What to produce:
Produce an exact copy of the listing.

Material to process:
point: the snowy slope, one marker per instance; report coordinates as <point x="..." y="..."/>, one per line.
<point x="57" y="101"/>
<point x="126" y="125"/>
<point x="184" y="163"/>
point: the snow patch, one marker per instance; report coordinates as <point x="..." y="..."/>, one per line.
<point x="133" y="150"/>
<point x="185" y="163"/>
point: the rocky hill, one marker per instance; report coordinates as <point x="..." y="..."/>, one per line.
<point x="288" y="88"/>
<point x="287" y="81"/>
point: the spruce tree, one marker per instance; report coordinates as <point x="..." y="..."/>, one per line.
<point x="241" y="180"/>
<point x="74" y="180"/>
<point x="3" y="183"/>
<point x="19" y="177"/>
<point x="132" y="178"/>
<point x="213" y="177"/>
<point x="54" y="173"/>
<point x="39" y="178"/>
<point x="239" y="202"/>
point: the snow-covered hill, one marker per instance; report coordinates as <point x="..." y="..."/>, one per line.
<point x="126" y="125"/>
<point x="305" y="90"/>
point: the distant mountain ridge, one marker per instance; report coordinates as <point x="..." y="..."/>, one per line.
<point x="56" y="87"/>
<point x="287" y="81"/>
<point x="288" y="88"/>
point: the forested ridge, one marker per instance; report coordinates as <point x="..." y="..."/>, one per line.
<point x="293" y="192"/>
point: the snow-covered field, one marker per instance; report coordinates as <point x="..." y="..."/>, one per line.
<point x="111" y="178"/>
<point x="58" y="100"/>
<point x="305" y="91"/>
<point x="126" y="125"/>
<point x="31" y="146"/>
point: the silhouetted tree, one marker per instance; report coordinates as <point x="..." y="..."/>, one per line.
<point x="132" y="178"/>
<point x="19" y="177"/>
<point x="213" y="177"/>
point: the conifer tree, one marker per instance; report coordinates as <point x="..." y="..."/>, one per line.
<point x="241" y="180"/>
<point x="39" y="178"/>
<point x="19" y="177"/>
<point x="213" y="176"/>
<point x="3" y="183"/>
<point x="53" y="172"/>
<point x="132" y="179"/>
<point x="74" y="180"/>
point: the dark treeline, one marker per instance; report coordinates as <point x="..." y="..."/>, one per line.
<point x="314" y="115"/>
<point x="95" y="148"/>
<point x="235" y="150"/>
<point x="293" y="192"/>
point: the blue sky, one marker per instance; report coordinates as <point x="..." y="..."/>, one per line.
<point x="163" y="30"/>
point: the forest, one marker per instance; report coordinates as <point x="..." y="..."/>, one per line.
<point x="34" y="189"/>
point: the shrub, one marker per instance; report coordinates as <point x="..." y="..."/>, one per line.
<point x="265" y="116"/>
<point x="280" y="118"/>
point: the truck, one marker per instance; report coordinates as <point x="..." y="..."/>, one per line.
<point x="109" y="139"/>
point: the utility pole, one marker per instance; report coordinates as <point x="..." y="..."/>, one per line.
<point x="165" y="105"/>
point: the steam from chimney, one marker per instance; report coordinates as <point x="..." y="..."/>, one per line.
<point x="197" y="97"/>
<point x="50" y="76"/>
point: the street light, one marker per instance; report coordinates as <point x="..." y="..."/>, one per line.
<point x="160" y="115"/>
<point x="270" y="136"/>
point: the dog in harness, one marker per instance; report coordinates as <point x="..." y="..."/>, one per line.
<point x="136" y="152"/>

Response to this exercise:
point: the snowy slope, one marker per instance; report coordinates as <point x="..." y="..."/>, one per line.
<point x="57" y="101"/>
<point x="126" y="125"/>
<point x="184" y="163"/>
point: the snow patch, one marker per instance; report coordinates as <point x="..." y="..."/>, one per line.
<point x="133" y="150"/>
<point x="185" y="163"/>
point: the rocky hill, one marker per instance; report coordinates as <point x="..." y="..."/>, one per line.
<point x="288" y="88"/>
<point x="287" y="81"/>
point: the spruce tree, one marker per instance; report coordinates as <point x="..." y="..."/>, one per line.
<point x="241" y="180"/>
<point x="74" y="180"/>
<point x="3" y="183"/>
<point x="19" y="177"/>
<point x="132" y="178"/>
<point x="213" y="177"/>
<point x="54" y="173"/>
<point x="39" y="178"/>
<point x="239" y="202"/>
point: the snow-covered hill, one marker per instance; report coordinates as <point x="..." y="..."/>, one per line.
<point x="126" y="125"/>
<point x="305" y="90"/>
point: the distant mountain ridge, one marker per instance; report coordinates as <point x="..." y="..."/>, one per line.
<point x="56" y="87"/>
<point x="287" y="81"/>
<point x="288" y="88"/>
point: the forested ridge, one marker per instance; report coordinates as <point x="..." y="..."/>, one per line.
<point x="293" y="192"/>
point: the snow-covered field, one marker per instance; report coordinates as <point x="..." y="..."/>, one per line.
<point x="111" y="178"/>
<point x="58" y="100"/>
<point x="305" y="91"/>
<point x="126" y="125"/>
<point x="31" y="146"/>
point: the silhouetted tree, one marker per instance; report coordinates as <point x="..." y="..."/>, one per line.
<point x="132" y="178"/>
<point x="19" y="177"/>
<point x="213" y="177"/>
point: the conifer tree, one marker per instance; report coordinates as <point x="..." y="..."/>, one per line.
<point x="241" y="180"/>
<point x="39" y="178"/>
<point x="19" y="177"/>
<point x="213" y="176"/>
<point x="3" y="183"/>
<point x="53" y="172"/>
<point x="132" y="179"/>
<point x="74" y="180"/>
point: the dark treeline, one marker per instance; report coordinates as <point x="..." y="..."/>, one per line.
<point x="314" y="115"/>
<point x="95" y="148"/>
<point x="235" y="150"/>
<point x="293" y="192"/>
point: the blue sky, one marker per instance; report coordinates as <point x="..." y="..."/>, one per line.
<point x="163" y="30"/>
point: the forest, one marker per instance; report coordinates as <point x="..." y="..."/>, one per line.
<point x="34" y="189"/>
point: the shrub, one marker per instance; report coordinates as <point x="..." y="..."/>, one per line.
<point x="265" y="116"/>
<point x="280" y="118"/>
point: the truck, one marker per instance; report coordinates as <point x="..." y="..."/>, one per line.
<point x="109" y="139"/>
point: the utility pole, one marker per instance; report coordinates as <point x="..." y="..."/>, one per line.
<point x="165" y="105"/>
point: the steam from chimney, one marker per instance; report coordinates as <point x="..." y="..."/>, one per line.
<point x="197" y="97"/>
<point x="50" y="76"/>
point: the street light, one marker per instance; report coordinates as <point x="..." y="..."/>, one per line.
<point x="160" y="115"/>
<point x="270" y="136"/>
point: the dog in harness, one marker per instance; report coordinates as <point x="..." y="..."/>, one per line.
<point x="136" y="152"/>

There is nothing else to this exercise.